§ Written instruction: Please extract the lines of the material below, from the line containing "Identify any visible paving slab." through the end of the material, and copy them unchanged.

start Information supplied

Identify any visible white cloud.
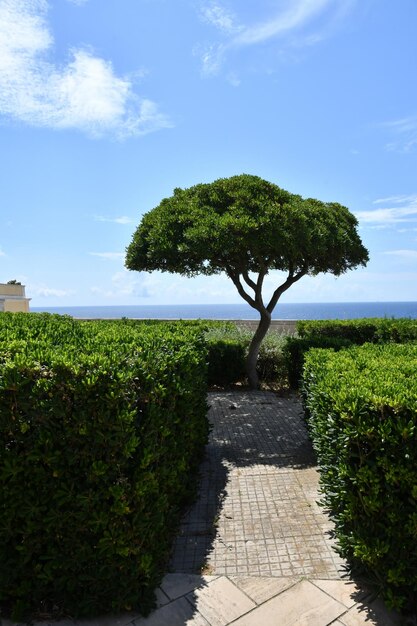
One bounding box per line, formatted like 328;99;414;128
381;116;417;153
90;252;125;261
356;195;417;225
201;2;243;33
0;0;172;138
200;0;355;75
94;215;136;224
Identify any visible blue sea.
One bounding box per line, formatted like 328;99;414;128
31;302;417;320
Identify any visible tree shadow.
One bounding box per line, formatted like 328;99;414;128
170;391;316;574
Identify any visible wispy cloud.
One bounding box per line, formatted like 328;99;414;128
356;195;417;225
381;115;417;153
200;1;240;34
94;215;136;224
91;269;150;300
90;252;125;261
28;284;75;298
200;0;355;75
385;250;417;261
0;0;172;139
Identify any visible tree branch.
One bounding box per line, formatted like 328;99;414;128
266;265;308;313
226;266;259;311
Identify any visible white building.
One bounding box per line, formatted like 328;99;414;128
0;283;30;313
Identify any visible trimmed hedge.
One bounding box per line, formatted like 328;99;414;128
303;344;417;610
284;318;417;389
283;337;352;389
297;318;417;345
0;314;208;619
205;322;287;387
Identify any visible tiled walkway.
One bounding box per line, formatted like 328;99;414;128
171;391;343;579
0;392;406;626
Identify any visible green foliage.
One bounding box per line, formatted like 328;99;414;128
297;318;417;345
283;336;351;389
126;174;368;276
126;174;368;388
0;313;208;619
205;322;287;387
303;344;417;610
284;318;417;389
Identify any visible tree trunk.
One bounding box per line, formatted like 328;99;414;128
246;310;271;389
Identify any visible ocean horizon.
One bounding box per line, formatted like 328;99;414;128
31;302;417;320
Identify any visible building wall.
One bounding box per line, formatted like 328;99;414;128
0;283;30;313
0;283;25;298
0;298;29;313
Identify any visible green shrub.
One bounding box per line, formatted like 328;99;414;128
303;344;417;610
0;314;208;619
297;318;417;345
283;336;352;389
284;318;417;389
205;322;287;387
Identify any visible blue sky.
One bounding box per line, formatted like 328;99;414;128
0;0;417;307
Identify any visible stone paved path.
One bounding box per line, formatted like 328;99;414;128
4;392;406;626
171;391;344;579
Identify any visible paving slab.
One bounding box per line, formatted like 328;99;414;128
161;573;217;600
231;576;298;604
229;580;346;626
187;576;256;626
0;391;404;626
311;580;370;608
170;391;346;579
132;597;211;626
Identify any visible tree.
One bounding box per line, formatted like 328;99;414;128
126;174;368;387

end Information supplied

§ Response to this task:
Identify any visible paving slab.
One bounding box per line, formatted like 328;99;414;128
161;573;217;600
231;576;298;604
229;580;346;626
187;576;256;626
0;391;404;626
311;580;370;608
170;391;346;579
132;597;211;626
Identify any visible tree.
One bounding box per line, formatted like 328;99;414;128
126;174;368;387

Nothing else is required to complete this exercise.